* [Your task]: Name every experiment the VM placement passage below lists, with its E label.

Start of Reading passage

The evaluation of the MPT VM placement proposal is conducted by executing multiple runs of different simulation experiments to assess and compare results, as presented below:

  1. (E1)

    Random VM placement: places VMs into suitable hosts randomly selected following a uniform distribution, using a PRNG. That is a naive approach simply to show how the FF and MPT proposals outperform it.

  2. (E2)

    MPT Random VM placement: it works the same way as the experiment E1 above, using the initial random VM placement. Then it applies the MPT proposal to improve the initial placement.

  3. (E3)

    First-Fit (FF) VM placement: a low-complexity round-robin algorithm that tries to place each VM on the first suitable host found inside any available datacenter cluster. That host is used to place any consecutive VM. When such a host is not suitable for any VM anymore, the next one is selected for current and following VMs.

  4. (E4)

    MPT FF VM placement: the proposed trading MPT algorithm that periodically negotiates random exchanges of VMs between neighboring clusters, recomputing the cluster risk and return. If such metrics are improved, according to the utility Function 1, VMs are actually migrated between clusters. The proposal uses the previous FF algorithm for initial VM placement.

End of Reading passage
Start of Provided information

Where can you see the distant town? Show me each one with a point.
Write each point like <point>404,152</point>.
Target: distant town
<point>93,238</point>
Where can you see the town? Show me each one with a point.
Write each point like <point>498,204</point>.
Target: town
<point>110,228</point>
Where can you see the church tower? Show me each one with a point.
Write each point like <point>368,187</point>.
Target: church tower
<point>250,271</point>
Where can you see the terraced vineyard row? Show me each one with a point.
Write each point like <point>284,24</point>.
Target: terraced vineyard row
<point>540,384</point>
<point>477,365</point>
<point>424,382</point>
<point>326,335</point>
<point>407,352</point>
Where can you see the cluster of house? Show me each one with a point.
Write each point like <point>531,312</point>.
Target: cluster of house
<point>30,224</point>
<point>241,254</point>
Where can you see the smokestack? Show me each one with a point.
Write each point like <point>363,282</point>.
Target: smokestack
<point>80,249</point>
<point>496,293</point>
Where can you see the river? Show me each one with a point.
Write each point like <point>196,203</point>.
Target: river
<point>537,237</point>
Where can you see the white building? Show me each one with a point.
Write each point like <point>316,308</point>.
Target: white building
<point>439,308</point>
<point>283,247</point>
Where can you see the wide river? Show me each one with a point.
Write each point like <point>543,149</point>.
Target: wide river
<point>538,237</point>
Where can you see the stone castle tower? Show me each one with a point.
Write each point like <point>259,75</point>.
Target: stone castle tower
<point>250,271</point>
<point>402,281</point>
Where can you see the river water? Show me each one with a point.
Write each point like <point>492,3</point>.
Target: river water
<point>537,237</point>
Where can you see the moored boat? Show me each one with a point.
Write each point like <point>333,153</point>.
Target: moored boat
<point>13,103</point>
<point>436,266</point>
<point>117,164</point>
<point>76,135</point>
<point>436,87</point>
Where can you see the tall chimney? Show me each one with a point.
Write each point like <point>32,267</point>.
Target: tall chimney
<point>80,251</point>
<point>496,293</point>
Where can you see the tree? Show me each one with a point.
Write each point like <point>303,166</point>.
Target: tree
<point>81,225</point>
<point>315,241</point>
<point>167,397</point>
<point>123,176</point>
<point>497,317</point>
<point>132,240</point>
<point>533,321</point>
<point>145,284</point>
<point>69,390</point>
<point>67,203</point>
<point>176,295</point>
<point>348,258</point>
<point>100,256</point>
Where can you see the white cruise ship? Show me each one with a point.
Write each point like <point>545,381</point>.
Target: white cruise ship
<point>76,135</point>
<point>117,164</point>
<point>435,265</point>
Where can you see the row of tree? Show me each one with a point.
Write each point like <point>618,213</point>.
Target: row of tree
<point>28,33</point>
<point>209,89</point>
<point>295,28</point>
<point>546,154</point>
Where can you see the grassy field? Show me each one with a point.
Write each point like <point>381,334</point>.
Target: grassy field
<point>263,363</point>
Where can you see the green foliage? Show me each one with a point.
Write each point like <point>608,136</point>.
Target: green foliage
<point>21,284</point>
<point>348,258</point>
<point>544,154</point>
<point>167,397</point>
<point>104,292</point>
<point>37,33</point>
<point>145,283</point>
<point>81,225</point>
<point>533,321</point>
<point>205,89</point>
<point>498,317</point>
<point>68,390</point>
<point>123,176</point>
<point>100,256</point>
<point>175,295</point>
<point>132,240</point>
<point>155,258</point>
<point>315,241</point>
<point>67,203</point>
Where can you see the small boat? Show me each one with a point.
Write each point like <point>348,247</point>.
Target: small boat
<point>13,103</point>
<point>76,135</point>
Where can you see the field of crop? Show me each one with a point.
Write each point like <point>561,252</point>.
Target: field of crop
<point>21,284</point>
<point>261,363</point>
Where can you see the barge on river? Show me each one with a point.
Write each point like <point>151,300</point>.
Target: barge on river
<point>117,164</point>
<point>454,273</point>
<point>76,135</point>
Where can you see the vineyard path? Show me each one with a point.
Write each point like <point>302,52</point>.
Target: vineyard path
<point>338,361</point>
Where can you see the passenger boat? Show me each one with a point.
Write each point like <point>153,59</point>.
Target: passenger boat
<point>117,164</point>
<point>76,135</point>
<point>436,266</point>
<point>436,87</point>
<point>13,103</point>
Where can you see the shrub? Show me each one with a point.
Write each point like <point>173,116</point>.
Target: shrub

End of Provided information

* [Complete answer]:
E1: Random VM placement
E2: MPT Random VM placement
E3: First-Fit (FF) VM placement
E4: MPT FF VM placement